Reproduce word for word the part of the Emily Ann Lloyd biography between "- Born: Emily" and "actor Eric Lloyd.", inclusive.

**Passage shown**:
--------

- Born: Emily Ann Morelli March 27, 1984 (age 41) Glendale, California, U.S.
- Occupation: Actress
- Years active: 1990–1999

= Emily Ann Lloyd =

American actress

Emily Ann Lloyd (born Emily Ann Morelli; March 27, 1984) is a retired American actress. She is best known for her role as Susan Lovell, the daughter of Jim Lovell, in Apollo 13.

==Life and career==
Lloyd was born in Glendale, California, the daughter of Melissa (née Rogers) and David Morelli. and the older sister of actor Eric Lloyd.

She made her debut in 1990 in the Arnold Schwarzenegger film Kindergarten Cop. For that role she won the Young Artist Award in 1991. After that she played the role of Elizabeth 'Betsy' Gibson Ewing in the television series Knots Landing. In 1997 she reprised her role as a teenager in the miniseries Knots Landing: Back to the Cul-de-Sac.

--------

**Dataset excerpts**:
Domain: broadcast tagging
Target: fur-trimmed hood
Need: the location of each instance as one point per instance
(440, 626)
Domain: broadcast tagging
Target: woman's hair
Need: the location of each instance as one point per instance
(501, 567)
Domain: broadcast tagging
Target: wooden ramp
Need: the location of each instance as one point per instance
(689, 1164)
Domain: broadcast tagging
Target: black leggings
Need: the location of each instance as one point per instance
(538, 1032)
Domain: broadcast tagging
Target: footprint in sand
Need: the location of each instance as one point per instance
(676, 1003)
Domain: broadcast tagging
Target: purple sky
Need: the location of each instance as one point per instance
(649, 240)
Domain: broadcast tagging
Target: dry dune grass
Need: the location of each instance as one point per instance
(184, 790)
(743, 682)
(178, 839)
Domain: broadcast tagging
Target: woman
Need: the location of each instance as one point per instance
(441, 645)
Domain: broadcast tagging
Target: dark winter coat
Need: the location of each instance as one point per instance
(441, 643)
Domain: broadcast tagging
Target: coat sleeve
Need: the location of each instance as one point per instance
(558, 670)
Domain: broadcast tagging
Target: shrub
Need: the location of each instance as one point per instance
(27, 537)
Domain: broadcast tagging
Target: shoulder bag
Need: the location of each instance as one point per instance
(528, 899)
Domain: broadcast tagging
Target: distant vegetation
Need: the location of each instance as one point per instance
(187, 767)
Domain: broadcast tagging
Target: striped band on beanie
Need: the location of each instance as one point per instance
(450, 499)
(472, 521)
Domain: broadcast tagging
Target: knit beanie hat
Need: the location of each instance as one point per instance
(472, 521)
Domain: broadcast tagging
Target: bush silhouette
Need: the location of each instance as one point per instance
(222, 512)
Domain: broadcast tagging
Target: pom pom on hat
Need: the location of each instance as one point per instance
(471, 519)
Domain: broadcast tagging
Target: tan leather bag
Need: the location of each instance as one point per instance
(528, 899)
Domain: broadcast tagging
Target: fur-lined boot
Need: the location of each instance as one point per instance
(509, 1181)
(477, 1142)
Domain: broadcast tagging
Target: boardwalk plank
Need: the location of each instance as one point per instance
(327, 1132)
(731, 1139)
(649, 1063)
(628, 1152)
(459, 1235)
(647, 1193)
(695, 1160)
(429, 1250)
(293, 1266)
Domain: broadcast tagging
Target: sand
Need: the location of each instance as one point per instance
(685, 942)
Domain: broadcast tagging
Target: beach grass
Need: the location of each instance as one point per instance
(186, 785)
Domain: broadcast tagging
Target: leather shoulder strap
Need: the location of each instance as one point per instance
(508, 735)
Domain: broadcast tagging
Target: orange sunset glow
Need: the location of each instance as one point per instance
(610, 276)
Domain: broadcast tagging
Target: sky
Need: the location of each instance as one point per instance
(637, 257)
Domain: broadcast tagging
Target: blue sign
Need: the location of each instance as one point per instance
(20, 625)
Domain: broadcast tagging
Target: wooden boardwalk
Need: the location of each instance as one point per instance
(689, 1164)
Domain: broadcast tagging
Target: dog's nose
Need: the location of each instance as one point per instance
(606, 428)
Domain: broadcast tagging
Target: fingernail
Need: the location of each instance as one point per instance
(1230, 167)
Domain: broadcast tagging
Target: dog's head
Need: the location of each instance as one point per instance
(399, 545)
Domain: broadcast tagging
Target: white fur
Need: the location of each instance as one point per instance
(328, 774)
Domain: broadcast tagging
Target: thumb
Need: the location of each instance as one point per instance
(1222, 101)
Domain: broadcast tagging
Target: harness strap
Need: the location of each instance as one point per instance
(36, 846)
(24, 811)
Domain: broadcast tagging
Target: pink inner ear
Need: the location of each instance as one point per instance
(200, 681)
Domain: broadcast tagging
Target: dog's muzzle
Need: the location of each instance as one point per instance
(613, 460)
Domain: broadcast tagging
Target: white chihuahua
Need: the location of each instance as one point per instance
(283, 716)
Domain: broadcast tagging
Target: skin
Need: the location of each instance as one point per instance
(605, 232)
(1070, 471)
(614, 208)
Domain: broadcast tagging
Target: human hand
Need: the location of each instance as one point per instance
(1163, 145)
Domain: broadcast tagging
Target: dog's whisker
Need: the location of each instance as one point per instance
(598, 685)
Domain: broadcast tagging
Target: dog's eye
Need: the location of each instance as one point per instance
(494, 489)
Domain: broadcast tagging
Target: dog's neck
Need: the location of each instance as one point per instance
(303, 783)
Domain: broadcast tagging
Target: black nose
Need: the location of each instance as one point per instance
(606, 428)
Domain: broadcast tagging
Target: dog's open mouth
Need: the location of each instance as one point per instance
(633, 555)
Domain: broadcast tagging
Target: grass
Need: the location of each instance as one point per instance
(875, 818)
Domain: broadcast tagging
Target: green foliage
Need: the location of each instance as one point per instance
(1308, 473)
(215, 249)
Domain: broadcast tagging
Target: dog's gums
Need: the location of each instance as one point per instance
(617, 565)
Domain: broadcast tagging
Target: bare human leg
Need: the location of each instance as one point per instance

--------

**Response below**:
- Born: Emily Ann Morelli March 27, 1984 (age 41) Glendale, California, U.S.
- Occupation: Actress
- Years active: 1990–1999

= Emily Ann Lloyd =

American actress

Emily Ann Lloyd (born Emily Ann Morelli; March 27, 1984) is a retired American actress. She is best known for her role as Susan Lovell, the daughter of Jim Lovell, in Apollo 13.

==Life and career==
Lloyd was born in Glendale, California, the daughter of Melissa (née Rogers) and David Morelli. and the older sister of actor Eric Lloyd.